__Fragment tekstu__.
····················
Zupa grzybowa o której marzyłeś



   Mój ulubiony miesiąc wrzesień. W nim jeszcze pełno darów natury i jeśli pogoda nie jest zbyt kapryśna to i słońca. W tym roku lasy pełne najróżniejszych grzybów. Jest zabawa dla tych co uwielbiają zbierać sami jak i tych co kochają je tylko jeść. 
   Grzyby można przyrządzić na mnóstwo sposobów. Pasują do wszystkiego. Z większej ilości można przyrządzić, tak jak będziemy robić w tym przepisie, zupę. Wyczarujemy dla Was później również przepis na risotto oraz makaron z grzybami. Mmm... cudowne smaki. Z mniejszej ilości można przygotować  jajecznicę lub omlet. Rożnego rodzaju tarty, pierogi, sałatki. Prawdziwe grzybowe szaleństwo. A skoro jest na nie sezon który nie trwa zbyt długo trzeba spróbować wszystkie połączenia. 
   Proponujemy zacząć od zupy grzybowej. Pyszna sprawa która rozgrzeje żołądki i serca Waszych ukochanych w chłodne jesienne wieczory. Tak idealnie gęsta, po zabieleniu śmietaną robi się niebiańsko kremowa. Chleb sam się prosi żeby go skruszyć i zanurzyć. Delikatne grzyby z ich intensywnym aromatem i smakiem w połączeniu ze skromnym ziemniaczkiem podsmażonym razem z cebulką na maśle tworzą idealną, jesienną kompozycję.
····················
__Zebrany materiał__.
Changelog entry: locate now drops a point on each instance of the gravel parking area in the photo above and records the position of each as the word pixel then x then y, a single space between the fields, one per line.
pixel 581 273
····················
__Treść zadania A__.
Jakie dwie potrawy z grzybami zapowiedziano na później w tekście o zupie grzybowej?
__Treść zadania B__.
Kontynuuj tekst o zupie grzybowej, zaczynając zaraz po jego ostatnim zdaniu.
Wykaz nie ma żadnego związku z tekstem o zupie grzybowej.

__Wynik zadania A__.
Risotto oraz makaron z grzybami.

__Wynik zadania B__.
Talerz grzybowej rozgrzeje Was i nasyci, choć na pewno poprosicie o dokładkę. Zapraszam Was więc serdecznie do przygotowania tej czarodziejskiej zupy która skradnie niejedno serce. 


Składniki
  • 1 łyżka masła
  • 1 łyżka oliwy extra vergine
  • 1 mała cebula
  • 1 ząbek czosnku
  • 5 ziemniaków (1/2 kg)
  • 300 gr grzybów
  • 100 ml białego wina wytrawnego
  • 1 litr rosołu lub opcjonalnie bulionu drobiowego lub jarzynowego
  • natka pietruszki
  • śmietana 18%




Przygotowanie:


  W średniej wielkości garnku rozgrzać łyżkę stołową masła z łyżką oliwy. Wrzucić wcześniej pokrojoną drobno cebulkę oraz rozgnieciony ząbek czosnku. Gdy cebulka się zeszkli a czosnek zacznie brązowieć dodać pokrojone w dość drobną kostkę ziemniaki. Smażyć około 10 minut od czasu do czasu mieszając. W razie potrzeby dodać oliwy.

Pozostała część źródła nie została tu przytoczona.